Task requirements:
Recast the lines from the start of the items through the line containing "<point>64,361</point>" as a JSON list of strings, one string per line, with blank lines omitted. Include only those lines.

Items from a point labeling set:
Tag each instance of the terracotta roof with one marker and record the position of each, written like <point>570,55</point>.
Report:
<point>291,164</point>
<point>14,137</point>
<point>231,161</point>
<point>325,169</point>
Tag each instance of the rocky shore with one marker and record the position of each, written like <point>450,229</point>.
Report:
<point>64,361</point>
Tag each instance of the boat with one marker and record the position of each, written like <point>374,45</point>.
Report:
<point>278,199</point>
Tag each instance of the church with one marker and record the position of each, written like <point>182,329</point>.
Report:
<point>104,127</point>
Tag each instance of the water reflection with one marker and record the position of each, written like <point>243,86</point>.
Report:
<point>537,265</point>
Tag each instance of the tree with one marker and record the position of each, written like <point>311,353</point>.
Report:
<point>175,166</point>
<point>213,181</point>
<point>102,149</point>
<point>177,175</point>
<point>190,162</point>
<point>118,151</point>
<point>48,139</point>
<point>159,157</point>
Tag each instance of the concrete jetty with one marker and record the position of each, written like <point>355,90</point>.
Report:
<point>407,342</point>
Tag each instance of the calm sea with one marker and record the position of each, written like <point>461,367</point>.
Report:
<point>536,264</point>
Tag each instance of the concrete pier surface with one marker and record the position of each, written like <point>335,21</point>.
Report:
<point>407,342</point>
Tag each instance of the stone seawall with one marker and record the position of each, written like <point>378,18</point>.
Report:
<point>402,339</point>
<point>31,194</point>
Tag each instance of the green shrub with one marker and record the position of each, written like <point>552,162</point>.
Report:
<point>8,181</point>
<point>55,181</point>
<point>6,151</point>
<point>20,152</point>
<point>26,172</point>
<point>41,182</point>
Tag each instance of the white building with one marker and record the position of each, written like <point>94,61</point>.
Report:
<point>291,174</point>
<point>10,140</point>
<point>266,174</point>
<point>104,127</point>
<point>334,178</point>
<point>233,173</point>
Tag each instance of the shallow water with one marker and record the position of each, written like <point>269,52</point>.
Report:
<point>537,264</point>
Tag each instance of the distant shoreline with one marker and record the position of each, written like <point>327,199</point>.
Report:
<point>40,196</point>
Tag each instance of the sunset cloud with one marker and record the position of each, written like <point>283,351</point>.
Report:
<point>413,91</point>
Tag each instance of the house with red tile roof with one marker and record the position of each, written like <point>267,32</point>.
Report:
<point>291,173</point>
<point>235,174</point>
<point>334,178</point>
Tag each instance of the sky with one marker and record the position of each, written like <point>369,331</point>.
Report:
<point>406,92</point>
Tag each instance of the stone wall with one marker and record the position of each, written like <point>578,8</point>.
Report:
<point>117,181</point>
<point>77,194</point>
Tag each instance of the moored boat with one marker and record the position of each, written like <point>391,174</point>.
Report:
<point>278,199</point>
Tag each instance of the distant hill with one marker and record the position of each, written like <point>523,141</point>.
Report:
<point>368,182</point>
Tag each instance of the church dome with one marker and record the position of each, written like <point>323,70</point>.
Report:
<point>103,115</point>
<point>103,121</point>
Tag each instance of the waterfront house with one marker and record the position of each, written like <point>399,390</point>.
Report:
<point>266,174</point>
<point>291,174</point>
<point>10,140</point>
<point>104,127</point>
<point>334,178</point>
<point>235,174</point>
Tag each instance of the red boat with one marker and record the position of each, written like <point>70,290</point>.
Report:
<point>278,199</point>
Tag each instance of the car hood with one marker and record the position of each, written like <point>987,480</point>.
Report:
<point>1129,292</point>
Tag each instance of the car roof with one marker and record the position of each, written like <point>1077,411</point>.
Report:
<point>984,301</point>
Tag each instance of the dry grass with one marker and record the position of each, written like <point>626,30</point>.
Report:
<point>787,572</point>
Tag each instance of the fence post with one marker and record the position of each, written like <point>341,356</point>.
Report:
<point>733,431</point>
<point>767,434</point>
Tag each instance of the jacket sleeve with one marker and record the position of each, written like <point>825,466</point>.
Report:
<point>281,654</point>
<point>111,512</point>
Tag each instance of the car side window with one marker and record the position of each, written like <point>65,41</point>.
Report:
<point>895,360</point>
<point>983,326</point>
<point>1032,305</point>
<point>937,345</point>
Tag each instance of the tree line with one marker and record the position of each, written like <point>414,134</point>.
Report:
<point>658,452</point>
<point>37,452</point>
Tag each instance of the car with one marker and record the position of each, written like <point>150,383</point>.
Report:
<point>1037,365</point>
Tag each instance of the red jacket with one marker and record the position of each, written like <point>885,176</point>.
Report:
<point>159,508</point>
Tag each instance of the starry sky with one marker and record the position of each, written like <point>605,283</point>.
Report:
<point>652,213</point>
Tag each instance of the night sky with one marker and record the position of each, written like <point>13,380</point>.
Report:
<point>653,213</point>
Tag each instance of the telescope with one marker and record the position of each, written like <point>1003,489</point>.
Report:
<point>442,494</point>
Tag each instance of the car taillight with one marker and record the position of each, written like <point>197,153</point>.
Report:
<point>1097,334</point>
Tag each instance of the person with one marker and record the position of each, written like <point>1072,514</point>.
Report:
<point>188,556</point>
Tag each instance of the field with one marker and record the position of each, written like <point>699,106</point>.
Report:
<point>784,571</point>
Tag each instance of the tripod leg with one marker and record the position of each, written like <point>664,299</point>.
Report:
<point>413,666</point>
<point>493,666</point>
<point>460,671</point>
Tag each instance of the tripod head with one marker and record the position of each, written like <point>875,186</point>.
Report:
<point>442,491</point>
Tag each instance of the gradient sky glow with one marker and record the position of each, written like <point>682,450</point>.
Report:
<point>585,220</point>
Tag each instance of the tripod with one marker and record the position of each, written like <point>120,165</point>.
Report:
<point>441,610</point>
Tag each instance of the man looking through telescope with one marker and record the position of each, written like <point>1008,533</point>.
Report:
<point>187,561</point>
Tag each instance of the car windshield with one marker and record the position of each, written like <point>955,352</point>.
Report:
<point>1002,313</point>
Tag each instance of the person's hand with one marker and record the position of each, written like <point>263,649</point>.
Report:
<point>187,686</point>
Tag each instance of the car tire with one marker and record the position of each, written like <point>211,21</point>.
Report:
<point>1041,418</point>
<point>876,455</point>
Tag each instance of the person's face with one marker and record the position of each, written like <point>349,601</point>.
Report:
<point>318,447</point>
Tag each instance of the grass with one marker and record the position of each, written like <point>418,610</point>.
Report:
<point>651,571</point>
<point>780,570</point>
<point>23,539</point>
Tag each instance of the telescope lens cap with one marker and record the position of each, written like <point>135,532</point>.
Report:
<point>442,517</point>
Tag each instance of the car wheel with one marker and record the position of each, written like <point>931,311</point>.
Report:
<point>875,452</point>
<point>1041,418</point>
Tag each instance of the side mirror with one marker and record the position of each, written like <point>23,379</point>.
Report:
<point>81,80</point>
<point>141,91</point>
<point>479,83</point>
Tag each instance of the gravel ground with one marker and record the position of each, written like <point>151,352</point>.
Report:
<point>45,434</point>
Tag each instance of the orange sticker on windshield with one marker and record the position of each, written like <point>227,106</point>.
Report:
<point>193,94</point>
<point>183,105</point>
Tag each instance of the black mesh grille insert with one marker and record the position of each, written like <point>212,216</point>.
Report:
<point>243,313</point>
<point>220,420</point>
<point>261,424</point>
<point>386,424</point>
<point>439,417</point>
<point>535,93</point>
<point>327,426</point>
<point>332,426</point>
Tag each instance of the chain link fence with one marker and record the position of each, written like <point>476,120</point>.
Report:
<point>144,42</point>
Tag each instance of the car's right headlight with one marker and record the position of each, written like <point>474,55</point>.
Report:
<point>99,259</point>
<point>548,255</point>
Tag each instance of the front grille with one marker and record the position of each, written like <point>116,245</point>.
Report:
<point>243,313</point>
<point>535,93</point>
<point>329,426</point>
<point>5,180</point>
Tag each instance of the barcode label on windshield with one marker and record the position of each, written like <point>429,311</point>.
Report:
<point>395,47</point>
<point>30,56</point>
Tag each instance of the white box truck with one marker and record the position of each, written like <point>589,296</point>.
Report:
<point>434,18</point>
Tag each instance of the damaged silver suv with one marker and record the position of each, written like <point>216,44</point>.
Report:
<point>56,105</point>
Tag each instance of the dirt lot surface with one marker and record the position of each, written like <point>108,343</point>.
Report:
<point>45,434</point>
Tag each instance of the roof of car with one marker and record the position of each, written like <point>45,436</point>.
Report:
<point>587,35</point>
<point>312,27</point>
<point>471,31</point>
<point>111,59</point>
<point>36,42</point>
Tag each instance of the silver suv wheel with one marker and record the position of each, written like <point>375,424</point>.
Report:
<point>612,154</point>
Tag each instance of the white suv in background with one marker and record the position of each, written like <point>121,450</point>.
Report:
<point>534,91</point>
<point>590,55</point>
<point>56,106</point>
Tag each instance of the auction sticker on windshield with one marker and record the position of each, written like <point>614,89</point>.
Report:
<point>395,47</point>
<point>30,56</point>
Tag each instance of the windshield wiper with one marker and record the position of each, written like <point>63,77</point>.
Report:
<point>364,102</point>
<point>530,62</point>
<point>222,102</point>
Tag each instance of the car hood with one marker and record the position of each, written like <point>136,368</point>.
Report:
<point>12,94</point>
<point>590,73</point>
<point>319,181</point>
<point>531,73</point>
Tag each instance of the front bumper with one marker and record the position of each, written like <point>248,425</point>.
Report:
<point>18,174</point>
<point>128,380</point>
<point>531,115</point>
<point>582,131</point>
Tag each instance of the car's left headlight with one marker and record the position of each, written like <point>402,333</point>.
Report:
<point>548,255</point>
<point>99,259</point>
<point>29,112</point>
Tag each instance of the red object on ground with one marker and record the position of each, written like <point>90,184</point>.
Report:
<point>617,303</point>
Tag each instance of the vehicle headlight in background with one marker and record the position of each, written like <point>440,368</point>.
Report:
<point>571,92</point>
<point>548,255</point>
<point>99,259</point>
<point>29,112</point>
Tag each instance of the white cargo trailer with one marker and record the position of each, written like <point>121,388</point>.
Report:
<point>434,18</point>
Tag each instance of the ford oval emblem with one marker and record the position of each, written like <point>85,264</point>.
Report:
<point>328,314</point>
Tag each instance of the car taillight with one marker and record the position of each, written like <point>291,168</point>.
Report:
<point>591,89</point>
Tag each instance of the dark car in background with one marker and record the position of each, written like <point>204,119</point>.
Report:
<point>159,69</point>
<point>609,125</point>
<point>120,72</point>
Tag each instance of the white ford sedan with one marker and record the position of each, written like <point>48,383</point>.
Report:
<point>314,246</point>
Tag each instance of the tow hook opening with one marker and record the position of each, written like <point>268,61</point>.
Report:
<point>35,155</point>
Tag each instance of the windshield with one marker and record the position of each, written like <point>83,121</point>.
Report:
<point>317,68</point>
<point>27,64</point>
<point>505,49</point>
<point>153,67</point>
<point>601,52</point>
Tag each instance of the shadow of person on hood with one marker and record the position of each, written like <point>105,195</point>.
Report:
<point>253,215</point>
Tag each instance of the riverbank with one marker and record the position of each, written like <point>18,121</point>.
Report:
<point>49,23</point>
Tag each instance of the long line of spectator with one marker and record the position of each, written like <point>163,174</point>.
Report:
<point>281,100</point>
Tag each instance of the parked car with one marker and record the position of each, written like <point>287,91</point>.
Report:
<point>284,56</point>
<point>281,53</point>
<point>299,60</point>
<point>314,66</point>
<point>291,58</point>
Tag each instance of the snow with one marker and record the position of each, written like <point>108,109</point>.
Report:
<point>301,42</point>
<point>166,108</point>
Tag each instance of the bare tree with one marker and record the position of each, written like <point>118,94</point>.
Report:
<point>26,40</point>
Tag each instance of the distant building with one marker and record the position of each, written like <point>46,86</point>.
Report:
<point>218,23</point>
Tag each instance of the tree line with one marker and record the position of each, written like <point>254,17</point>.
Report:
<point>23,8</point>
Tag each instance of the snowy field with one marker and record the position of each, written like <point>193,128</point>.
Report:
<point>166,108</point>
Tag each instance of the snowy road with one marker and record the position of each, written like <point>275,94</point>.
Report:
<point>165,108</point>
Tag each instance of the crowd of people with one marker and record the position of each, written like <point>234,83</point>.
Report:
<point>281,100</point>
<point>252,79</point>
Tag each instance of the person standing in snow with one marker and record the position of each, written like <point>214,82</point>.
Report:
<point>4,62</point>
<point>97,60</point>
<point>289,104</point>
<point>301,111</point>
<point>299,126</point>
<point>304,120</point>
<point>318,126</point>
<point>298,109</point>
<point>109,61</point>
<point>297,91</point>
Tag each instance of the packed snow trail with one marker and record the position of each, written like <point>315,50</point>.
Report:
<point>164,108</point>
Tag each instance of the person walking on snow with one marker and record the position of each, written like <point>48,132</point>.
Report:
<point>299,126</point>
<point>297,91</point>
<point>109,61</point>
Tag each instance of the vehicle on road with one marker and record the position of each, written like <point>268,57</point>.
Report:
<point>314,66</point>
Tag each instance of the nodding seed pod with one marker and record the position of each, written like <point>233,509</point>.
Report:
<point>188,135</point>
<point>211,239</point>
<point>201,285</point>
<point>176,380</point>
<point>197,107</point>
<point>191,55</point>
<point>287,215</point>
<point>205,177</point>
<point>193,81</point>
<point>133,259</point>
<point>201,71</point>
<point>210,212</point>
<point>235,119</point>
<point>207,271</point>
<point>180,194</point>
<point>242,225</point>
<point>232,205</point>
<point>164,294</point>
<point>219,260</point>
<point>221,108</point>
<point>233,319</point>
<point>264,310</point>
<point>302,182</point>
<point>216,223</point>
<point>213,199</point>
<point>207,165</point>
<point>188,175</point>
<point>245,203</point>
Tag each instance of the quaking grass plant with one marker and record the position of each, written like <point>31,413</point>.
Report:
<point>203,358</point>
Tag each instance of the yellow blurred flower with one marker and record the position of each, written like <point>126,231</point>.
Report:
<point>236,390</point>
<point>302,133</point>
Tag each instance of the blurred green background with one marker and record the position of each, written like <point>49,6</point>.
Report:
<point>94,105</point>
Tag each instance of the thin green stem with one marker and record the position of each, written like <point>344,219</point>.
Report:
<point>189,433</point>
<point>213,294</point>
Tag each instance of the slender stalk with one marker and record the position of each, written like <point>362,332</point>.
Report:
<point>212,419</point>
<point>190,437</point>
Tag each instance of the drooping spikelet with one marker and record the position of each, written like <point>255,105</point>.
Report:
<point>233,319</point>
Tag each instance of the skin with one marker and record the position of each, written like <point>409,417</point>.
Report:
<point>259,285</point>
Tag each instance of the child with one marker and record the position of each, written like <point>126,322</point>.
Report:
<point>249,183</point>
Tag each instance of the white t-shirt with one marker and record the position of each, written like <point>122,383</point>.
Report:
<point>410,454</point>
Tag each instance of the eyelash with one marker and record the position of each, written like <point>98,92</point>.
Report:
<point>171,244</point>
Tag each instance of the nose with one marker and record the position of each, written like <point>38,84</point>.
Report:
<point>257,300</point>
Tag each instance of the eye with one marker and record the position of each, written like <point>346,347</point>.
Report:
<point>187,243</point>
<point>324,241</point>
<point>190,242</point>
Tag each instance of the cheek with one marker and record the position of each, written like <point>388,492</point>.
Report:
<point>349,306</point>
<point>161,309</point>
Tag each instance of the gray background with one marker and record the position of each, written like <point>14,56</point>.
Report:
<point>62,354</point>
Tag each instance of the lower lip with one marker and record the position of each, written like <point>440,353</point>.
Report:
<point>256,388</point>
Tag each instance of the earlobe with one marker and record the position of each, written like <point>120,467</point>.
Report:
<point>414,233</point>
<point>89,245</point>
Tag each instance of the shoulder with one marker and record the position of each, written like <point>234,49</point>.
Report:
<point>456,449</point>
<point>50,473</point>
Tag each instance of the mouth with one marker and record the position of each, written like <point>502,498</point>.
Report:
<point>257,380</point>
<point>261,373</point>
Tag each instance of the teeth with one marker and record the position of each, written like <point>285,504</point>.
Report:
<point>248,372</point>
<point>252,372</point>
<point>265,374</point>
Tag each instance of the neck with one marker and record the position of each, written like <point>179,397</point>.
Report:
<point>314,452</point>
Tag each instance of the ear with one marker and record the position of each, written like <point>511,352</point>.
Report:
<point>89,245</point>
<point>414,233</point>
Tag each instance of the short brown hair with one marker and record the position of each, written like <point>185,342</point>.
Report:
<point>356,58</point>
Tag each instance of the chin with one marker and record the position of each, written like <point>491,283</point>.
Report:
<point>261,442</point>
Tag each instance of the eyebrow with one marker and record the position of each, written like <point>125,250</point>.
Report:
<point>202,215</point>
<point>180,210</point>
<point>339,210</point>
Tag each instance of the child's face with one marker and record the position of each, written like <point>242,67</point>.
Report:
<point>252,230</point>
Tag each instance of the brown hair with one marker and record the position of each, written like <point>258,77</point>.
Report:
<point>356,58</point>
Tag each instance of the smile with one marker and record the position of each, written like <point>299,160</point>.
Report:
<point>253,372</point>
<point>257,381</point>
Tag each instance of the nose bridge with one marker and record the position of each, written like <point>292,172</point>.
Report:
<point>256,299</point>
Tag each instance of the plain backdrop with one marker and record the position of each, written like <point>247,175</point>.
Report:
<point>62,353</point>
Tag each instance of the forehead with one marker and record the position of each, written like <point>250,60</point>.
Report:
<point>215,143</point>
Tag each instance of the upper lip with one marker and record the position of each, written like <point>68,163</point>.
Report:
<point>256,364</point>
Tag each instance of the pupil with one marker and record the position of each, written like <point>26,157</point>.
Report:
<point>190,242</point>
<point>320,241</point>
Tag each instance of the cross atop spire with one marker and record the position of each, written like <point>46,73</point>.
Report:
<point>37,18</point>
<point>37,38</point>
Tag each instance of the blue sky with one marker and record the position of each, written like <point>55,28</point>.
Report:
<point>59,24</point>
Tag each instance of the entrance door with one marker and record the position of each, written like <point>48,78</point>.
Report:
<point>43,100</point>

Solved problem:
[
  "Tag each instance of the terracotta roof with one marker and record the position of each, written like <point>570,55</point>.",
  "Report:",
  "<point>291,164</point>",
  "<point>14,137</point>",
  "<point>231,161</point>",
  "<point>325,169</point>",
  "Tag each instance of the rocky shore with one marker and record the position of each, written like <point>450,229</point>.",
  "Report:",
  "<point>64,361</point>"
]